== GIVEN RECORDS ==

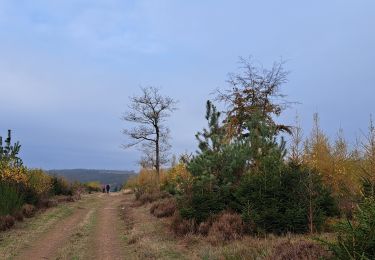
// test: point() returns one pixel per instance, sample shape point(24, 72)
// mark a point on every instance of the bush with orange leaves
point(144, 182)
point(176, 180)
point(13, 175)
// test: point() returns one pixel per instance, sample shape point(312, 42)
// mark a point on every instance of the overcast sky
point(68, 67)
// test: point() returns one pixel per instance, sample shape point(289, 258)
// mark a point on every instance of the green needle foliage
point(356, 239)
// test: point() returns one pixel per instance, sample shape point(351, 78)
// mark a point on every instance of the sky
point(67, 68)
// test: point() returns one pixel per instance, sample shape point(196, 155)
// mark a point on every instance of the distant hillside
point(112, 177)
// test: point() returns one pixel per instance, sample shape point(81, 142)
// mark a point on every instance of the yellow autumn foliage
point(16, 175)
point(177, 179)
point(39, 182)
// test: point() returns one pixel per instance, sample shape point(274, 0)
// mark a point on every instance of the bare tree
point(149, 111)
point(252, 91)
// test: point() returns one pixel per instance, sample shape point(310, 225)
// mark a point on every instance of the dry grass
point(147, 237)
point(164, 208)
point(227, 227)
point(6, 222)
point(28, 210)
point(25, 233)
point(299, 250)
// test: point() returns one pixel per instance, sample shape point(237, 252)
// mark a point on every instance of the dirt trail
point(107, 241)
point(104, 238)
point(48, 244)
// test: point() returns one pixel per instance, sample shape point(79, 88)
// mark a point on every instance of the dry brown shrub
point(151, 197)
point(18, 216)
point(227, 227)
point(52, 203)
point(6, 222)
point(71, 198)
point(182, 227)
point(204, 228)
point(164, 208)
point(28, 210)
point(300, 250)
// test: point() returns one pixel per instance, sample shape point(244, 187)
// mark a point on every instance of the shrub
point(356, 239)
point(18, 216)
point(28, 210)
point(13, 175)
point(204, 228)
point(279, 202)
point(165, 208)
point(181, 226)
point(300, 250)
point(38, 186)
point(144, 182)
point(227, 227)
point(177, 180)
point(6, 222)
point(47, 203)
point(60, 186)
point(11, 200)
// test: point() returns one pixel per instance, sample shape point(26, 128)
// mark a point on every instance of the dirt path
point(107, 234)
point(92, 231)
point(47, 245)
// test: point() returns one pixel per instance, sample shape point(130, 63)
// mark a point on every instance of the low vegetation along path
point(88, 229)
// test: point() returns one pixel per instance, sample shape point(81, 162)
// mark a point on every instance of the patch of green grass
point(25, 233)
point(78, 243)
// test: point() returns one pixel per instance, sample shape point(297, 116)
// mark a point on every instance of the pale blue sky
point(68, 67)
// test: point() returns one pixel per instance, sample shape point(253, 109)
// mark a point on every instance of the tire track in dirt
point(107, 241)
point(48, 244)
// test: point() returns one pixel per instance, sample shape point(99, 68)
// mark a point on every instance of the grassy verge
point(147, 237)
point(22, 236)
point(78, 245)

===

» **EXERCISE PROMPT**:
Output every line of the data above as a JSON list of strings, one string per line with blank lines skipped. Leave the pictures out of the list.

» **REPLY**:
[
  "// test: point() returns one pixel per instance, sample shape point(24, 72)",
  "// mark a point on every instance of the bush with orange leaves",
  "point(144, 182)",
  "point(176, 180)",
  "point(13, 175)",
  "// test: point() returns one pixel per instance, sample shape point(312, 42)",
  "// mark a point on every instance of the overcast sky",
  "point(68, 67)",
  "// test: point() returns one pixel per instance, sample shape point(289, 258)",
  "// mark a point on every instance of the green needle foliage",
  "point(356, 239)",
  "// test: point() returns one pixel per instance, sample shape point(351, 78)",
  "// mark a point on every instance of the sky",
  "point(67, 68)",
  "// test: point() returns one pixel per instance, sample shape point(196, 155)",
  "// mark a point on every instance of the distant hillside",
  "point(112, 177)",
  "// test: point() returns one pixel per instance, sample shape point(81, 142)",
  "// mark a point on every instance of the yellow autumn foliage",
  "point(16, 175)",
  "point(177, 179)",
  "point(39, 182)",
  "// test: point() returns one pixel per instance, sample shape point(274, 0)",
  "// mark a point on every instance of the bare tree",
  "point(149, 111)",
  "point(252, 91)",
  "// test: point() returns one pixel per instance, sample shape point(310, 225)",
  "// mark a point on every instance of the dry grass",
  "point(147, 237)",
  "point(164, 208)",
  "point(227, 227)",
  "point(6, 222)",
  "point(28, 210)",
  "point(25, 233)",
  "point(299, 250)",
  "// test: point() returns one pixel per instance, sample shape point(237, 252)",
  "// mark a point on every instance of the dirt trail",
  "point(107, 241)",
  "point(104, 238)",
  "point(48, 244)",
  "// test: point() returns one pixel per instance, sample shape point(79, 88)",
  "// mark a point on every instance of the dry brown shrub",
  "point(151, 197)",
  "point(18, 216)",
  "point(227, 227)",
  "point(52, 203)",
  "point(6, 222)",
  "point(71, 198)",
  "point(182, 227)",
  "point(204, 228)",
  "point(164, 208)",
  "point(28, 210)",
  "point(300, 250)",
  "// test: point() returns one pixel per instance, sample shape point(244, 187)",
  "// mark a point on every instance of the shrub",
  "point(356, 239)",
  "point(18, 216)",
  "point(28, 210)",
  "point(13, 175)",
  "point(204, 228)",
  "point(279, 202)",
  "point(165, 208)",
  "point(181, 226)",
  "point(300, 250)",
  "point(38, 186)",
  "point(144, 182)",
  "point(227, 227)",
  "point(177, 180)",
  "point(6, 222)",
  "point(47, 203)",
  "point(60, 186)",
  "point(11, 200)",
  "// test: point() returns one pixel per instance, sample shape point(26, 128)",
  "// mark a point on every instance of the dirt path",
  "point(107, 234)",
  "point(92, 231)",
  "point(47, 245)",
  "// test: point() returns one pixel per instance, sample shape point(130, 63)",
  "// mark a point on every instance of the low vegetation along path",
  "point(88, 229)",
  "// test: point() returns one pixel per instance, sample shape point(81, 162)",
  "// mark a point on every instance of the patch of green grass",
  "point(25, 233)",
  "point(78, 243)",
  "// test: point() returns one pixel per instance, sample shape point(297, 116)",
  "// mark a point on every instance of the pale blue sky",
  "point(68, 67)",
  "// test: point() returns one pixel per instance, sample shape point(253, 109)",
  "// mark a point on every instance of the tire track in dirt",
  "point(107, 241)",
  "point(48, 244)",
  "// test: point() returns one pixel per instance, sample shape point(99, 68)",
  "// mark a point on every instance of the grassy verge",
  "point(147, 237)",
  "point(22, 236)",
  "point(78, 245)"
]